[Object detection data]
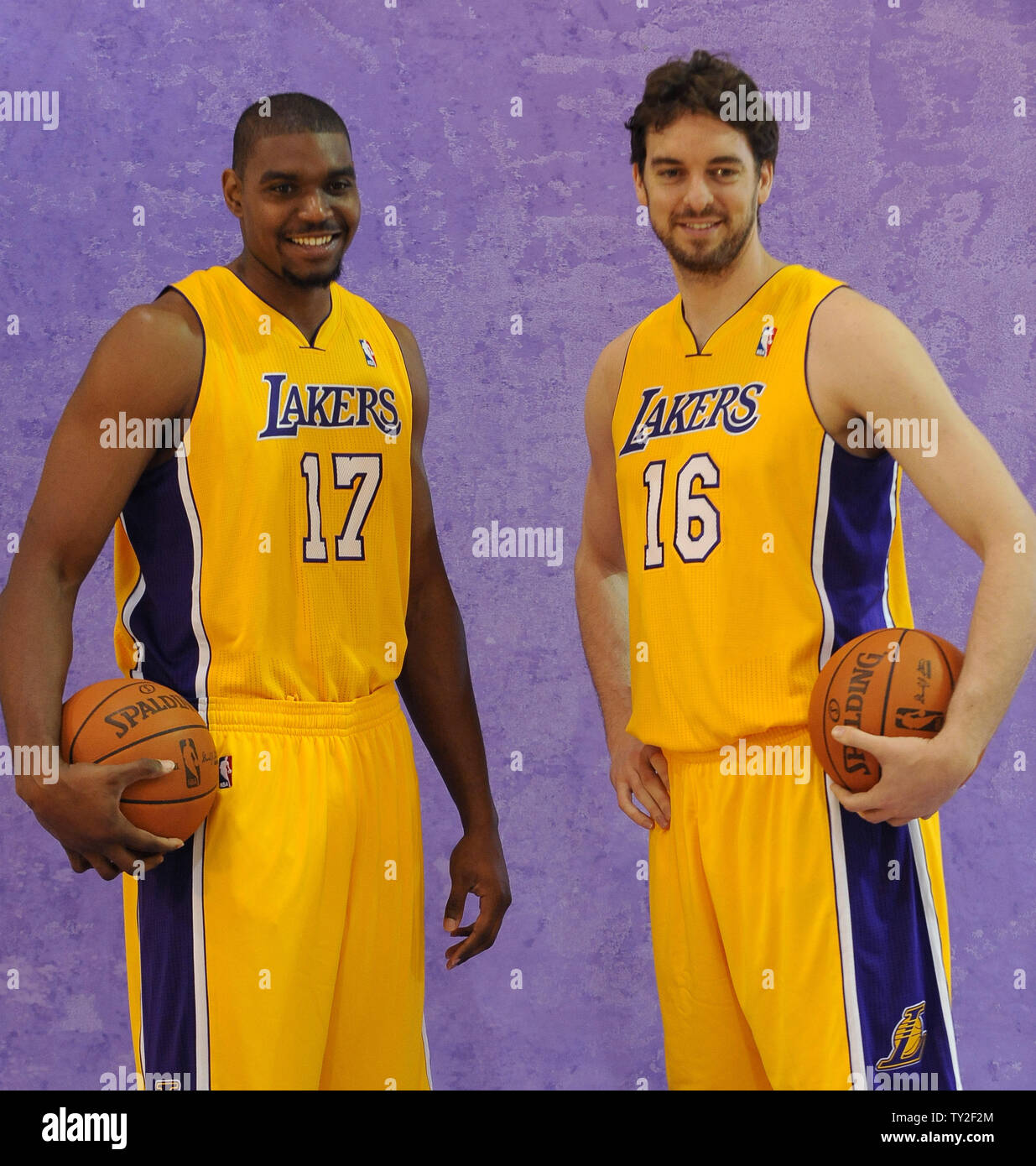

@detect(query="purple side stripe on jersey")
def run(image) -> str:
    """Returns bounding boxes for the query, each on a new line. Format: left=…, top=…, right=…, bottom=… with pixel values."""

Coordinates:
left=820, top=445, right=959, bottom=1091
left=137, top=842, right=198, bottom=1089
left=839, top=807, right=958, bottom=1091
left=122, top=457, right=200, bottom=708
left=821, top=445, right=896, bottom=664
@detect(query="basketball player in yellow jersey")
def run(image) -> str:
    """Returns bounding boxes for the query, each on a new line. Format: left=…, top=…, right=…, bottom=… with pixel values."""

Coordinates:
left=0, top=93, right=510, bottom=1089
left=575, top=51, right=1036, bottom=1089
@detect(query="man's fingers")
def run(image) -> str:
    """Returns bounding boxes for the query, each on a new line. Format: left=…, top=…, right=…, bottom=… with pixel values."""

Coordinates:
left=445, top=896, right=504, bottom=970
left=830, top=726, right=889, bottom=762
left=117, top=819, right=183, bottom=855
left=64, top=846, right=90, bottom=875
left=641, top=745, right=669, bottom=793
left=442, top=885, right=468, bottom=935
left=615, top=786, right=654, bottom=830
left=83, top=855, right=119, bottom=882
left=630, top=766, right=669, bottom=829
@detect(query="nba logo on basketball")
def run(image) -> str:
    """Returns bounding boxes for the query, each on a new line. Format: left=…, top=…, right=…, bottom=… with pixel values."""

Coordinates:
left=756, top=324, right=777, bottom=357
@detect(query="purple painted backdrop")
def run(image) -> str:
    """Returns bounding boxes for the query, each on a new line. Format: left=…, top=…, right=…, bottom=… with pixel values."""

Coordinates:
left=0, top=0, right=1036, bottom=1089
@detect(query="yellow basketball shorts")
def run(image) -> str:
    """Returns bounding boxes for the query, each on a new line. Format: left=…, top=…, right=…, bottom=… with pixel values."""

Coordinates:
left=123, top=685, right=430, bottom=1091
left=648, top=727, right=961, bottom=1091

■ Written request ■
Rewrite all of the records above as a Markdown table with the columns Row and Line, giving each non-blank line its own numbered row. Skip blank lines and leave the pictures out.

■ Written response ■
| Row | Line |
|---|---|
| 1 | @detect(query="purple side stripe on jersey") |
| 2 | def run(image) -> str: |
| 3 |     """Returns bounding boxes for the query, each on a new line. Format: left=…, top=…, right=…, bottom=… with pixel values.""" |
| 4 | Coordinates: |
| 5 | left=820, top=445, right=959, bottom=1091 |
| 6 | left=137, top=842, right=198, bottom=1089 |
| 7 | left=839, top=807, right=958, bottom=1091 |
| 8 | left=122, top=457, right=200, bottom=708 |
| 9 | left=821, top=445, right=896, bottom=664 |
| 10 | @detect(query="basketball player in yellow jersey") |
| 11 | def run(image) -> str: |
| 12 |     """Returns bounding boxes for the query, each on a new line. Format: left=…, top=…, right=…, bottom=… with pixel values.""" |
| 13 | Coordinates: |
| 14 | left=0, top=93, right=510, bottom=1089 |
| 15 | left=575, top=51, right=1036, bottom=1089 |
| 16 | @detect(query="man's fingers") |
| 17 | def run(image) -> str: |
| 18 |     """Returns bounding boxes for the query, each on a new line. Format: left=…, top=…, right=…, bottom=… with pixel values.""" |
| 19 | Coordinates: |
| 20 | left=445, top=896, right=504, bottom=970 |
| 21 | left=830, top=726, right=889, bottom=762 |
| 22 | left=117, top=819, right=183, bottom=855 |
| 23 | left=64, top=846, right=90, bottom=875 |
| 24 | left=641, top=745, right=669, bottom=793 |
| 25 | left=442, top=885, right=468, bottom=935 |
| 26 | left=615, top=786, right=654, bottom=830 |
| 27 | left=83, top=855, right=119, bottom=882 |
| 28 | left=630, top=766, right=669, bottom=829 |
| 29 | @detect(query="nba logo on basketball") |
| 30 | def run(image) -> str: |
| 31 |     """Returns bounding boxes for the query, each on a new line. Format: left=…, top=…, right=…, bottom=… with pixel values.""" |
| 32 | Coordinates: |
| 33 | left=756, top=324, right=777, bottom=357 |
| 34 | @detect(query="purple painted backdrop") |
| 35 | def run(image) -> str: |
| 36 |     """Returns bounding boxes for the query, each on a new line. Format: left=…, top=…, right=…, bottom=… with pixel values.""" |
| 37 | Coordinates: |
| 38 | left=0, top=0, right=1036, bottom=1089 |
| 39 | @detect(query="yellow basketball shorts") |
| 40 | def run(image) -> str: |
| 41 |     """Returns bounding boxes for the query, each on a new line. Format: left=…, top=…, right=…, bottom=… with pixel values.""" |
| 42 | Coordinates: |
| 43 | left=123, top=685, right=430, bottom=1091 |
| 44 | left=648, top=727, right=961, bottom=1091 |